SET TASK
Please reproduce the mod_perl seg fault thread from "Posted by Jim" to "was the cause.", replacing "arguments" with "parameters".

The last bit seems to be DCE related, but I'm not sure about the memory  
statements.

Does anyone know what's going on at this point in the cycle? Given that  
these appear to be at the end of the child's cycle, is this a mod_perl  
or apache problem (i.e., should I post to the apache list)?

We're working on getting a core dump file.

Thanks for any insight.

Jim Brandt

==========================================
Jim Brandt
Administrative Computing Services
University at Buffalo

Re: Apache/1.3.26 (Unix) mod_perl/1.27 seg faults

Posted by Jim Brandt <cb...@buffalo.edu>.

On Tuesday, April 15, 2003, at 07:26  PM, Stas Bekman wrote:

> So you can see that the problem happens on the perl side. However 
> since your perl was compiled without -Doptimize='-g' the trace doesn't 
> show the arguments, so it's hard to tell what was the cause.

We're still plugging away at this. I've requested that Perl be 
recompiled as you noted above (I don't support the system in question 
myself).

In the meantime, I was able to reproduce the error on another computer. 
It's a different model Sun box also running Solaris 8 and the seg fault 
came up while running a load test with the same code.

I'll post with a more detailed backtrace from the original 
configuration as soon as I get it.

Thanks for your help thus far.
Jim

==========================================
Jim Brandt
Administrative Computing Services
University at Buffalo

Re: Apache/1.3.26 (Unix) mod_perl/1.27 seg faults

Posted by Stas Bekman <st...@stason.org>.

Jim Brandt wrote:
> 
>> was this process any different from the one documented here?
>> http://perl.apache.org/docs/2.0/devel/debug/ 
>> c.html#Obtaining_core_Files_under_Solaris
>>
> 
> I think a blurb like this would help:

Thanks Jim, I've committed it.

Saved entries:

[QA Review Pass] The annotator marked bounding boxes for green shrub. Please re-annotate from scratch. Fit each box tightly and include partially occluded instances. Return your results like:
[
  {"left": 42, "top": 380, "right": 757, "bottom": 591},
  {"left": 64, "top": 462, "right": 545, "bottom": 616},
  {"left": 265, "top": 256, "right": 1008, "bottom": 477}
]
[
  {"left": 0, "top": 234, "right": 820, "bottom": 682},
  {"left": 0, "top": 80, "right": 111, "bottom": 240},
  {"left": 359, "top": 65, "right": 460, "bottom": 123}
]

FINISHED ANSWER
Posted by Jim Brandt <cb...@buffalo.edu>.

On Tuesday, April 15, 2003, at 07:26  PM, Stas Bekman wrote:

> So you can see that the problem happens on the perl side. However 
> since your perl was compiled without -Doptimize='-g' the trace doesn't 
> show the parameters, so it's hard to tell what was the cause.